### EXCERPT PROVIDED
East Cardiovascular Specialists offers numerous in-office diagnostic
procedures to diagnose heart rates that are too fast, too slow or irregular as well as symptomatic patients experiencing palpitations, dizziness or passing out. Dr East utilizes evidence-based medical approaches for the management of his patients.
East Cardiovascular Specialists offers a host of an office diagnostic procedures…
Heart rhythm problems (heart arrhythmias) occur when the electrical impulses that coordinate your heartbeats don’t work properly, causing your heart to beat too fast, too slow or irregularly.
Heart arrhythmias (uh-RITH-me-uhs) may feel like a fluttering or racing heart and may be harmless. However, some heart arrhythmias may cause bothersome — sometimes even life-threatening — signs and symptoms. arrhythmias are often made worse — or are even caused — by a weak or damaged heart, you may be able to reduce your arrhythmia risk by adopting a heart-healthy lifestyle.
What’s a normal heartbeat?

### SUPPLIED DATA
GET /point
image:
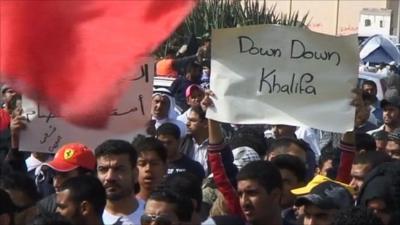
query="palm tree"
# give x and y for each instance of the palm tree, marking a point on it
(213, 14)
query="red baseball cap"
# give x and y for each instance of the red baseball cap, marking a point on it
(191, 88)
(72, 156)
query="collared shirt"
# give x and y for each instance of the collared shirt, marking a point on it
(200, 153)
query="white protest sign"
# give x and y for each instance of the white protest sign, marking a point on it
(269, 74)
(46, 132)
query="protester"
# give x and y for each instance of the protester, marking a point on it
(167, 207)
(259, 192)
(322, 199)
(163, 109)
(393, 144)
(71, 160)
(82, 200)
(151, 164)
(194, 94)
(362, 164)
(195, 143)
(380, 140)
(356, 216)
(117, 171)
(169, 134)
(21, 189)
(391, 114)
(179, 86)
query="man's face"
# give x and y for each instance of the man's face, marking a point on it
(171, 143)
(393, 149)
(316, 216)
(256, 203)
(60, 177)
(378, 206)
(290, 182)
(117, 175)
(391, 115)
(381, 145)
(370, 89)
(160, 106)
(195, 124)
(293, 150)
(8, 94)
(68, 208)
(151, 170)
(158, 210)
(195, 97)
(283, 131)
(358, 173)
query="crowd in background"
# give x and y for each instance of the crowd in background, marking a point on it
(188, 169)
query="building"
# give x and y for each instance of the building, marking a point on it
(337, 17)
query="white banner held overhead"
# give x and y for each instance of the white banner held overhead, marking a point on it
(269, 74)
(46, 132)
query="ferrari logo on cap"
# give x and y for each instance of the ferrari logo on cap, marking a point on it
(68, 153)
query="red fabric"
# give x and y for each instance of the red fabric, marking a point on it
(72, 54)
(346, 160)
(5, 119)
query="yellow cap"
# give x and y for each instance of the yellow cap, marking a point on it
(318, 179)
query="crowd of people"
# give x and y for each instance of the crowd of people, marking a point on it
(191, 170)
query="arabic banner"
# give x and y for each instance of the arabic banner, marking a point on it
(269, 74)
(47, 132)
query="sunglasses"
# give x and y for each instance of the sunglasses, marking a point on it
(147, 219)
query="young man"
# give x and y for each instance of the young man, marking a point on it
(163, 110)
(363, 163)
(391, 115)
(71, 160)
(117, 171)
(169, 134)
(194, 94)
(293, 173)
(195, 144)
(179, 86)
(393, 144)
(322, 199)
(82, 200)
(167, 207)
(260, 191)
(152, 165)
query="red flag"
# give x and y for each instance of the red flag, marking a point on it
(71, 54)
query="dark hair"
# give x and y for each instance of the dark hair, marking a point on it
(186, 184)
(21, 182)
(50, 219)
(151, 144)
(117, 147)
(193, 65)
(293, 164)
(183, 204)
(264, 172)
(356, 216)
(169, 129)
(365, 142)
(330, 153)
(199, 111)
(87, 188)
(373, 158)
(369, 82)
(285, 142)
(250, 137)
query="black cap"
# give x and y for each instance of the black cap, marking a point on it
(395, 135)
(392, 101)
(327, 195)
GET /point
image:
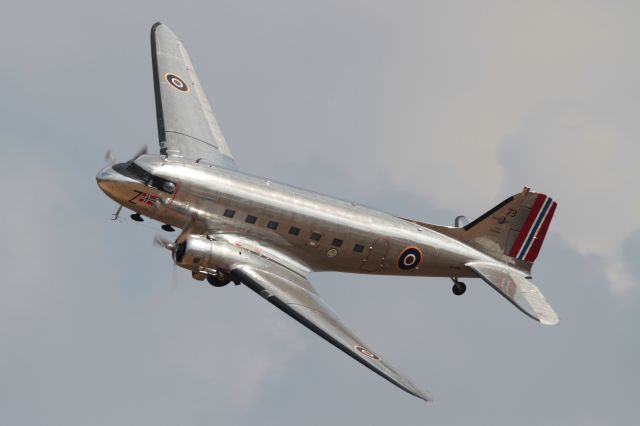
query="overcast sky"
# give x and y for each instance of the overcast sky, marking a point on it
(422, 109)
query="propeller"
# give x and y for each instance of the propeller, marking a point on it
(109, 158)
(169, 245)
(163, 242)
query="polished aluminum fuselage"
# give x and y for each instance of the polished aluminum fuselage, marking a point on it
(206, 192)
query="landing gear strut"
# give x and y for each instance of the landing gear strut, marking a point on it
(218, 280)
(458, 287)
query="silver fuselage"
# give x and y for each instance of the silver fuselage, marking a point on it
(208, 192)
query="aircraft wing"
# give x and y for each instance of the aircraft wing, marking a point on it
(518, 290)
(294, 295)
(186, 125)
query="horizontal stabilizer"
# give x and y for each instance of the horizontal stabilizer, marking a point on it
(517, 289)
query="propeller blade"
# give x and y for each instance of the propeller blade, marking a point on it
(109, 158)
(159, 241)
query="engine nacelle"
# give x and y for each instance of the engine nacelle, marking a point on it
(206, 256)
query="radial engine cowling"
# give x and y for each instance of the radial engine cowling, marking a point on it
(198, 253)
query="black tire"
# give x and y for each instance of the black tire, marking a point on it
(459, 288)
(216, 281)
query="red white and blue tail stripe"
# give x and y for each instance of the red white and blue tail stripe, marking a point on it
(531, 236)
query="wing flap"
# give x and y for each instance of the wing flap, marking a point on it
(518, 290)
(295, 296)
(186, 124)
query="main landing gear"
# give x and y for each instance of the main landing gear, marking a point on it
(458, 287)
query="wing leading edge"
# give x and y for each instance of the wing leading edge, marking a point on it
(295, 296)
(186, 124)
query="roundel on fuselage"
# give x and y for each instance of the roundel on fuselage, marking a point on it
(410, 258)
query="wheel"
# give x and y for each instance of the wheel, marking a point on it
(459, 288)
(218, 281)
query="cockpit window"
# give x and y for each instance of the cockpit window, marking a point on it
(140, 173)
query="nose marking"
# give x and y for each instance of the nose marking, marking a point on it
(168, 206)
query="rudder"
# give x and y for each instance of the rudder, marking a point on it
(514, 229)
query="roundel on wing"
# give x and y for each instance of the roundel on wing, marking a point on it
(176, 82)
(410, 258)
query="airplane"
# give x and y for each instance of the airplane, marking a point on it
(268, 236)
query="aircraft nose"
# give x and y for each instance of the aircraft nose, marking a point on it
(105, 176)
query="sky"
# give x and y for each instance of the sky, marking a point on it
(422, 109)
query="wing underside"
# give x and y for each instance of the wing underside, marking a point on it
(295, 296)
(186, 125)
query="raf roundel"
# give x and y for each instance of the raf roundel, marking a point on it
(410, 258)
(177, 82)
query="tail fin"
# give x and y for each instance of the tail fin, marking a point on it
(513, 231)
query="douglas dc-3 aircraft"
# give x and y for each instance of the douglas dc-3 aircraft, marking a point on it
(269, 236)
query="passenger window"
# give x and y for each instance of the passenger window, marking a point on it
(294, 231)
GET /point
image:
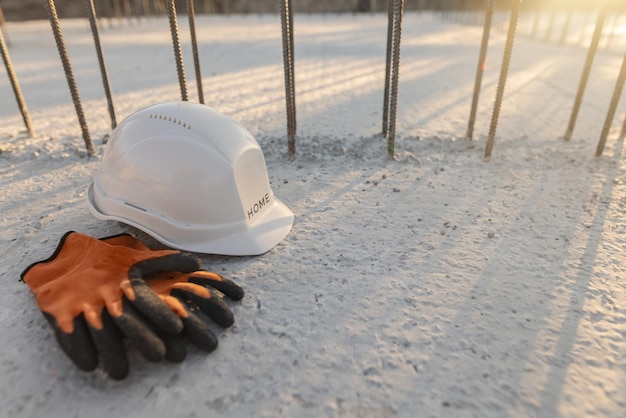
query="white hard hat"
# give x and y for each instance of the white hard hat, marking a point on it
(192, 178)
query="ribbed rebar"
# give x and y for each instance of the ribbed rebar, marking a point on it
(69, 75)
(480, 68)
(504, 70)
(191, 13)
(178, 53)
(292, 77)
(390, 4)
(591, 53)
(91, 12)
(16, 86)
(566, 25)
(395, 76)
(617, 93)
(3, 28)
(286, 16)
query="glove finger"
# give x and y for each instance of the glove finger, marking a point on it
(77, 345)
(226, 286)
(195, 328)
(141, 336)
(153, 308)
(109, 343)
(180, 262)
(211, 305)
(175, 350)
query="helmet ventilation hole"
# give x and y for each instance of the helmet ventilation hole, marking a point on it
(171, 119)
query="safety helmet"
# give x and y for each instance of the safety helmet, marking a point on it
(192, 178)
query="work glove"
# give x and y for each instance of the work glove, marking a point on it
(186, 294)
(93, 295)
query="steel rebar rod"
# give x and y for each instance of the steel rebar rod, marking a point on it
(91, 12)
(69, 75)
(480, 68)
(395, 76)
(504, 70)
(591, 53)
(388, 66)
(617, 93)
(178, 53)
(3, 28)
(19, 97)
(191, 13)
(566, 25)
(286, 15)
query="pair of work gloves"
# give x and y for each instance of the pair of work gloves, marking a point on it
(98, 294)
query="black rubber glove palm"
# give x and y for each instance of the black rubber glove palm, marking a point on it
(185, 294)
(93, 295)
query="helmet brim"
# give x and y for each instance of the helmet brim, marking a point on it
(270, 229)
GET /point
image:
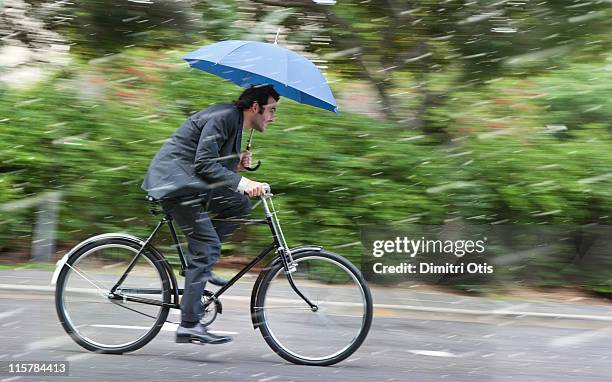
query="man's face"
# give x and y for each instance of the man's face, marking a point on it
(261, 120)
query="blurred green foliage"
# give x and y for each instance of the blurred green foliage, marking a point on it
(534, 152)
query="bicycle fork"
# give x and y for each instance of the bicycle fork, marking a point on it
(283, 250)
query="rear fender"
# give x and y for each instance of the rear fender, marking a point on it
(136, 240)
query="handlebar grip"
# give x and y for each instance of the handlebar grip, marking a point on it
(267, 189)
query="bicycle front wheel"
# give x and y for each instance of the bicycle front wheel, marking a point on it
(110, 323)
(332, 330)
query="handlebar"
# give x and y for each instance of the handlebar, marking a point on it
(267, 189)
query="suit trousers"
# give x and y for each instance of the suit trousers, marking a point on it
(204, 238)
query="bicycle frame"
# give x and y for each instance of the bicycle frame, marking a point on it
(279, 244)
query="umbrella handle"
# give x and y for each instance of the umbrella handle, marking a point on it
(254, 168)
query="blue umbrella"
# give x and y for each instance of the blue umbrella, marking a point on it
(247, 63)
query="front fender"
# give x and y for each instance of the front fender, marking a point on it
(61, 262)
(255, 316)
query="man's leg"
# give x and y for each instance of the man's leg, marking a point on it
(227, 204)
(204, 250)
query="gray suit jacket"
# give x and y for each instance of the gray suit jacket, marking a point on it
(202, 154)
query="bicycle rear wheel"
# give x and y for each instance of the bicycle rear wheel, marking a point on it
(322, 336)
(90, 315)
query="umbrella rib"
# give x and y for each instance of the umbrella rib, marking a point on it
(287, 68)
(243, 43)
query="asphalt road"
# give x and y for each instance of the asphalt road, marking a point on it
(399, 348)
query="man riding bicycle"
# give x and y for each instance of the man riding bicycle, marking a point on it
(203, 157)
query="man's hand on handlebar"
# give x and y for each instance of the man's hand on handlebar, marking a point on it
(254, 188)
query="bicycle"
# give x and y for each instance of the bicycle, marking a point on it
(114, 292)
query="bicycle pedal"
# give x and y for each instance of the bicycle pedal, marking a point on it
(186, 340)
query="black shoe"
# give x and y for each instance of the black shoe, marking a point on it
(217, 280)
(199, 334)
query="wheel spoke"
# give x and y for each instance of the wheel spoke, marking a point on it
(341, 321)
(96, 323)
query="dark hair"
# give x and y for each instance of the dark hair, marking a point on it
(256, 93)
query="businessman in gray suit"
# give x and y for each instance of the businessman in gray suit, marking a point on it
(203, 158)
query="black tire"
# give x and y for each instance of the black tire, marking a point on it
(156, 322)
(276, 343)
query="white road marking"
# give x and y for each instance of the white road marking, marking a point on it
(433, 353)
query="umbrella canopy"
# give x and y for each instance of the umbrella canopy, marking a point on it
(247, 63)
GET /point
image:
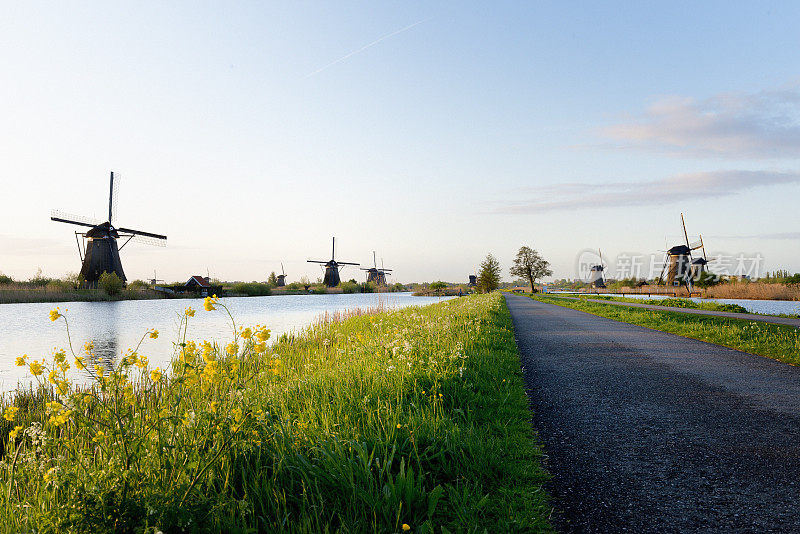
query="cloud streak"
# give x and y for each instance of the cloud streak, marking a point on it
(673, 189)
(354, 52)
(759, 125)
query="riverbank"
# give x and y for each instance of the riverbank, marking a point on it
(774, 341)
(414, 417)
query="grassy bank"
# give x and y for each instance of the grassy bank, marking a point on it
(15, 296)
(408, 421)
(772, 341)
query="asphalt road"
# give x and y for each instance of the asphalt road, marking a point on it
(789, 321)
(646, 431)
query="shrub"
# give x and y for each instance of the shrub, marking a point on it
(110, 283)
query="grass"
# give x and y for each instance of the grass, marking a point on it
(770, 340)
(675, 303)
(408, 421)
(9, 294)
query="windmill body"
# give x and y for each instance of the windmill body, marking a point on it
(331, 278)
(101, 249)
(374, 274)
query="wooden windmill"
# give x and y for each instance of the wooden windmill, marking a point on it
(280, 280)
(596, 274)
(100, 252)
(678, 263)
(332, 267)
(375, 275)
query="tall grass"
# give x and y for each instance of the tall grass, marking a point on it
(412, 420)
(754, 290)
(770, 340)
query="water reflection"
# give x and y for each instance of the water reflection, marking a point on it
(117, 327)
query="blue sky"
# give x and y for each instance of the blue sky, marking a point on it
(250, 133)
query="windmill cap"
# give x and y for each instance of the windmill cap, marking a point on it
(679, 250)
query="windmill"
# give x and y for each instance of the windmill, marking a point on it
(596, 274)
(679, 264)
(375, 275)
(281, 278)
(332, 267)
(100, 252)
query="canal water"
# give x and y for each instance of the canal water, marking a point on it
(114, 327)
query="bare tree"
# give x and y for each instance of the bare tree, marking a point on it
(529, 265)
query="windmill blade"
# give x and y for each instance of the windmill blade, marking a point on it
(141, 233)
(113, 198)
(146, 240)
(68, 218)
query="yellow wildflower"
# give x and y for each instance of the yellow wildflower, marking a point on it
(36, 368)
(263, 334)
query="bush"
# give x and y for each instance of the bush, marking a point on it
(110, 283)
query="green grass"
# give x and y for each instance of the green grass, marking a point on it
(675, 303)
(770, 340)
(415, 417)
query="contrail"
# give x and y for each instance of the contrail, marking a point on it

### ASSIGNMENT 1
Can you rewrite the paragraph of the heart rhythm page that begins "East Cardiovascular Specialists offers numerous in-office diagnostic procedures" as a short bulleted list that keeps its main facts?
### ASSIGNMENT 2
How would you sum up the heart rhythm page in two sentences?
### ASSIGNMENT 3
Does each statement agree with the heart rhythm page? Answer yes or no, and quote the words from the page that decide it.
(a) Dr East uses evidence-based medical approaches to manage his patients.
(b) According to the page, every heart arrhythmia is harmless.
(c) Heart arrhythmias occur when the electrical impulses that coordinate heartbeats don't work properly.

### FINAL ANSWER 1
- East Cardiovascular Specialists offers many in-office diagnostic procedures.
- These procedures diagnose heart rates that are too fast, too slow or irregular.
- They also serve patients with palpitations, dizziness or passing out.
- Dr East manages his patients with evidence-based medical approaches.

### FINAL ANSWER 2
East Cardiovascular Specialists offers in-office diagnostic procedures for heart rates that are too fast, too slow or irregular and for patients with palpitations, dizziness or passing out. Heart arrhythmias happen when the electrical impulses that coordinate heartbeats don't work properly, and while they may feel like a fluttering or racing heart and may be harmless, some can cause bothersome or even life-threatening signs and symptoms.

### FINAL ANSWER 3
(a) Yes: "Dr East utilizes evidence-based medical approaches for the management of his patients."
(b) No: "some heart arrhythmias may cause bothersome — sometimes even life-threatening — signs and symptoms."
(c) Yes: "Heart rhythm problems (heart arrhythmias) occur when the electrical impulses that coordinate your heartbeats don’t work properly"